Entries from a pointing dataset
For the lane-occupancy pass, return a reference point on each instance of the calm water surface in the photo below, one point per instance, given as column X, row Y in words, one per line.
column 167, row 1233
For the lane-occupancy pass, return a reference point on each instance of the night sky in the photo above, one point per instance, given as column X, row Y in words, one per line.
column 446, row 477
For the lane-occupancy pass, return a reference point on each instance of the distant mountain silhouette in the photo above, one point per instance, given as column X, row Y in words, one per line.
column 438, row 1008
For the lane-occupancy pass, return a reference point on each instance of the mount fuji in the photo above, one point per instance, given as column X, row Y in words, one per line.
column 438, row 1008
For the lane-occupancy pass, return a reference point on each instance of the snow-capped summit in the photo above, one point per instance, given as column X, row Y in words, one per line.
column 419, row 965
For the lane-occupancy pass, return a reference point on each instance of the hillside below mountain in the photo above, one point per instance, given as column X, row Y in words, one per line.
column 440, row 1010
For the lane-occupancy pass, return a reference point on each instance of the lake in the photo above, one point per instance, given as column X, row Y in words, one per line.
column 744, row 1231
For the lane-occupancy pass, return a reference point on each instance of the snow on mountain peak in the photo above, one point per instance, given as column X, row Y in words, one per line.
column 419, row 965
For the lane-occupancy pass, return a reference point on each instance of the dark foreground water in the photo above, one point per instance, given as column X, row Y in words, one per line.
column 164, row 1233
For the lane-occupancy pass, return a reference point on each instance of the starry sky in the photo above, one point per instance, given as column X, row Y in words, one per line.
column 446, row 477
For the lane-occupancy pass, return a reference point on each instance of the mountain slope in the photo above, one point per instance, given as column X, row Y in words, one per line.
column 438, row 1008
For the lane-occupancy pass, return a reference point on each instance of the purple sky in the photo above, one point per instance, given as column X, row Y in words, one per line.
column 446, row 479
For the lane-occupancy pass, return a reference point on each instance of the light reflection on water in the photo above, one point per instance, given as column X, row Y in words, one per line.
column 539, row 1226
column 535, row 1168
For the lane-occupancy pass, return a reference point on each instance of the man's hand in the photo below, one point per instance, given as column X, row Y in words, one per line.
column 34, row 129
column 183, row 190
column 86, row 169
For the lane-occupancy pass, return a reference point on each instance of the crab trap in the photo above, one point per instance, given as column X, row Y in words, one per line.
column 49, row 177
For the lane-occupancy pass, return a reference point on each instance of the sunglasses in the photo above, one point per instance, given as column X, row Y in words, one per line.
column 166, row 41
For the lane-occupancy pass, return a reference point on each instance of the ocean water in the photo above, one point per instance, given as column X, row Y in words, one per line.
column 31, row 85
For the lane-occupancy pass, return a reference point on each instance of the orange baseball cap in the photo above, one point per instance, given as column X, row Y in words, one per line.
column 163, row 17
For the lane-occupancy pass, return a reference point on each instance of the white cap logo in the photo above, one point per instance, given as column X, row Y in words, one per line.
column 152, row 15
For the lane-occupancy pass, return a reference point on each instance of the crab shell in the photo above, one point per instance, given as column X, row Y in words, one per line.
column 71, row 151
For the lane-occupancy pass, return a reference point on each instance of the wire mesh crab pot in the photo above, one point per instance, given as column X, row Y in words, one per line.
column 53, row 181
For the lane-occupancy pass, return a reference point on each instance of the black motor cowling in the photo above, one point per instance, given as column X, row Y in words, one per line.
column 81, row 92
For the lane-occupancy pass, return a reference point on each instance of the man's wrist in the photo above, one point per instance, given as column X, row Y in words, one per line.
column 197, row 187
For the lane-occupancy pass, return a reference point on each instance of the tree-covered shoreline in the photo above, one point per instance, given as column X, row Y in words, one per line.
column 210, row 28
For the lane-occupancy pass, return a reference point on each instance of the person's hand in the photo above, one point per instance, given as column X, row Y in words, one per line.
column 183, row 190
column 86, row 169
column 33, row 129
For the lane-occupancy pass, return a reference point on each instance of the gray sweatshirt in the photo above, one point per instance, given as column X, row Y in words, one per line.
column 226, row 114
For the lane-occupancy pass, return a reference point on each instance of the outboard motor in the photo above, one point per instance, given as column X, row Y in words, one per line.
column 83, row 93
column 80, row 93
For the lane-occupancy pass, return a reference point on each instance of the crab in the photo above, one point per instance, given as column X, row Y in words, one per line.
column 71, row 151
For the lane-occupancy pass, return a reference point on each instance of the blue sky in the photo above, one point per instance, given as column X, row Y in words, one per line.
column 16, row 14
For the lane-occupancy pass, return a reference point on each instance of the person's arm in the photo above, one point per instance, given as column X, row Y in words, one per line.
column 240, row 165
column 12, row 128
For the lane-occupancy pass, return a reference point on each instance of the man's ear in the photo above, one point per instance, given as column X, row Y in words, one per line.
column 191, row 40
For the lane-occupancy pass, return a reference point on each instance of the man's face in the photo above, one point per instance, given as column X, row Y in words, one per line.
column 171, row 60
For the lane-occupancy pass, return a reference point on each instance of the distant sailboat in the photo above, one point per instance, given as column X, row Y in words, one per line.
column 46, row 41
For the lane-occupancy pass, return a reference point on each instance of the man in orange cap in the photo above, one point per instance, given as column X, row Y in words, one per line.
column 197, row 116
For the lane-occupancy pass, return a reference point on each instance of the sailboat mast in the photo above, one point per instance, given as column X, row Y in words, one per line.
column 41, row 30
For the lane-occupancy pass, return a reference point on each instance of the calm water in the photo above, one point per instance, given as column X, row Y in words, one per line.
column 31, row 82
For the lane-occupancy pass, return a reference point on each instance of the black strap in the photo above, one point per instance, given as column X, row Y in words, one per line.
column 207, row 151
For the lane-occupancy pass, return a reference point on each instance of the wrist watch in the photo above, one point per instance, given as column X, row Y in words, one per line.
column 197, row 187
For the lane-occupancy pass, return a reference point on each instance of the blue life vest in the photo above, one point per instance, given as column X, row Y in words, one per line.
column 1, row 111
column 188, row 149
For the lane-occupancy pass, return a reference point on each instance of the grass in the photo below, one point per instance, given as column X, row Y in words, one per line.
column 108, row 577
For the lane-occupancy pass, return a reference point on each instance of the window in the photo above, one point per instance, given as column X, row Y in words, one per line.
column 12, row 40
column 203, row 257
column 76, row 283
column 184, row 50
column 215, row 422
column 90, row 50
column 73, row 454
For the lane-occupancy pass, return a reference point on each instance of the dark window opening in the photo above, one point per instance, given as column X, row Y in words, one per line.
==
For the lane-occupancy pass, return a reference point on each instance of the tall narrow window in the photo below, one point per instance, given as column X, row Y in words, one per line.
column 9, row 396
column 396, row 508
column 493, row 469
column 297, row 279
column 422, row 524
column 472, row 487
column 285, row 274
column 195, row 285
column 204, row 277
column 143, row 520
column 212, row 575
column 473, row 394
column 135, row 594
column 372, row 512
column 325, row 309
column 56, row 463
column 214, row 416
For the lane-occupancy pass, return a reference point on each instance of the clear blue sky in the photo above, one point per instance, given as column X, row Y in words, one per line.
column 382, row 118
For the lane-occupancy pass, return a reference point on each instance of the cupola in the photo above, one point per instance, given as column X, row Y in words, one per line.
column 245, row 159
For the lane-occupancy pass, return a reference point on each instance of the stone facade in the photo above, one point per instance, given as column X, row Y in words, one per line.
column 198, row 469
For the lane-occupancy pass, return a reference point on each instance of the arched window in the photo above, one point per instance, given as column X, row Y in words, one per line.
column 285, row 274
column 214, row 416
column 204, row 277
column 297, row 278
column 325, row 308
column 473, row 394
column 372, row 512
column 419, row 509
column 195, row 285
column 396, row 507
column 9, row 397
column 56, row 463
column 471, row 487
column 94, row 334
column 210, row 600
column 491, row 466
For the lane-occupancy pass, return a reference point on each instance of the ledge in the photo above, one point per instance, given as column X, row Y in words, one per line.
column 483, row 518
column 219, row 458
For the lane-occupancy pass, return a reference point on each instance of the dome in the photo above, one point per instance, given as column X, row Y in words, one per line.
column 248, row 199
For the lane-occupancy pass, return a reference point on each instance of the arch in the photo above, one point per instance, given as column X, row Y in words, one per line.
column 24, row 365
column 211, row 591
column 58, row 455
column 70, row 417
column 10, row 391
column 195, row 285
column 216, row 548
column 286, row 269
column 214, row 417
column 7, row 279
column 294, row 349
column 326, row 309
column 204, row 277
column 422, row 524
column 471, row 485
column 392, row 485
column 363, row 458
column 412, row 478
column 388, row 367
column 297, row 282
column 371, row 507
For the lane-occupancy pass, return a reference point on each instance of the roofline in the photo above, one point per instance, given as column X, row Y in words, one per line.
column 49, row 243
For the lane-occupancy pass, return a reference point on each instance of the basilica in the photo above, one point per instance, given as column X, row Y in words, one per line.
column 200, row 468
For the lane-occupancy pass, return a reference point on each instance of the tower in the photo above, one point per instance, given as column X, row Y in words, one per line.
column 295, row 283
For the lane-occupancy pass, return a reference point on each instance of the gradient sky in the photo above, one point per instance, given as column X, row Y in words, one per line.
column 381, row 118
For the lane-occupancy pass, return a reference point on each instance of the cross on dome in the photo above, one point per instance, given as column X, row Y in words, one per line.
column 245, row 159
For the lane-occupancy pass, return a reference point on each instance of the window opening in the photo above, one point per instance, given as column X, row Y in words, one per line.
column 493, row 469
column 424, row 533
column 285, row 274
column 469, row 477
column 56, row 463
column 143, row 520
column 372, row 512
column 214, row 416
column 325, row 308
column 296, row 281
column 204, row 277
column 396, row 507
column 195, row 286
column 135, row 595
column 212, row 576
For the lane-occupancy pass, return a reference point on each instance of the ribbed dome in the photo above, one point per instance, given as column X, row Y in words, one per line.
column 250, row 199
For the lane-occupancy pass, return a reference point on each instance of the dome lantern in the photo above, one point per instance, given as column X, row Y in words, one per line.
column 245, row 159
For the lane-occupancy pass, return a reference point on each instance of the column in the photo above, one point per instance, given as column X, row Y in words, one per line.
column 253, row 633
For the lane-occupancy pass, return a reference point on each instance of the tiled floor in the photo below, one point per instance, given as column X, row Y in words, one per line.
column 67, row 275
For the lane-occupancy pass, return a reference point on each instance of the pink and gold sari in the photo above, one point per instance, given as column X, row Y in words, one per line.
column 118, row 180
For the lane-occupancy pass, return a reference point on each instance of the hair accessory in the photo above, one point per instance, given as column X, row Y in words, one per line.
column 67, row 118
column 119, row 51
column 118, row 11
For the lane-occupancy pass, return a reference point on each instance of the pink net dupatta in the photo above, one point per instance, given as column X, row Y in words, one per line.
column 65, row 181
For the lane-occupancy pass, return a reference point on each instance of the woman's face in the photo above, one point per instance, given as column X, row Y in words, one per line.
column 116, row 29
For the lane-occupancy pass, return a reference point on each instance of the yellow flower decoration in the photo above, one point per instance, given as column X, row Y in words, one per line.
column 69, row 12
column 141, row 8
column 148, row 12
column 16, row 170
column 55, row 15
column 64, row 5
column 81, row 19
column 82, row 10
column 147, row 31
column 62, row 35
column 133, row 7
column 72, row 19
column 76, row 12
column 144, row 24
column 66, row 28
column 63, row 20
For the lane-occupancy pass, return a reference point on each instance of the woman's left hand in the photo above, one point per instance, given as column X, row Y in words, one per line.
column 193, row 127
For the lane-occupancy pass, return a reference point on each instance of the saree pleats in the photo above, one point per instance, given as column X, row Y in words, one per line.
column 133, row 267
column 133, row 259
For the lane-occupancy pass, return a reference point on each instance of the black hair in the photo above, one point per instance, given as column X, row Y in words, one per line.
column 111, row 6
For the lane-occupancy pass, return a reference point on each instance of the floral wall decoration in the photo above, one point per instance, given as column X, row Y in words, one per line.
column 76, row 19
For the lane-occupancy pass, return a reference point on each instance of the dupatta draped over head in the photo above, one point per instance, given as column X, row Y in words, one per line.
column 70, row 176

Written request. Count how many lines of the records above contain the string "mountain", where case counts, and give only the number.

Result of the exercise. 4